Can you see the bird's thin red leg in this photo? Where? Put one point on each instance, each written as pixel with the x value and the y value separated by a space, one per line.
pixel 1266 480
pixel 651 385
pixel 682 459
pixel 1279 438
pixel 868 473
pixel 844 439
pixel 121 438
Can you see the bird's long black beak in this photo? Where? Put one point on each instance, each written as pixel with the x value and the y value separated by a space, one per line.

····················

* _COMPITO ASSEGNATO_:
Trascrivi fedelmente, riga per riga, tutte le voci riportate qui sopra.

* _RISPOSTA AL COMPITO_:
Can you see the bird's thin red leg in this photo? Where? Put one point on each instance, each written as pixel with the x value and the y value separated by a space, one per line.
pixel 1266 480
pixel 651 385
pixel 682 459
pixel 1279 438
pixel 868 473
pixel 844 439
pixel 121 438
Can you see the bird's long black beak in this photo? Where? Put one point on each instance, each written as pixel with the x value and the y value separated by a space, one per line.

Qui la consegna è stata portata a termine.